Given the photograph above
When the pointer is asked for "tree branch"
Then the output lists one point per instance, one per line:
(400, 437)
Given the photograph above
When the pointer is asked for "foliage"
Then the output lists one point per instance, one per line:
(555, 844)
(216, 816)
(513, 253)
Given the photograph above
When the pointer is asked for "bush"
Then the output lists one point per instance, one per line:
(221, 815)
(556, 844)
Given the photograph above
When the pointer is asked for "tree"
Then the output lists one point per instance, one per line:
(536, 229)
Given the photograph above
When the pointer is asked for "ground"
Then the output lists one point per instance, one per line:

§ WHAT TO PRODUCE
For the word "asked", find every line in the data that holds it and copy that line.

§ TASK OUTPUT
When the pointer is asked for "tree branch"
When the pointer is asked for "foliage"
When the pointer is asked for "bush"
When the pointer is asked for "tree"
When the pointer is asked for "ground"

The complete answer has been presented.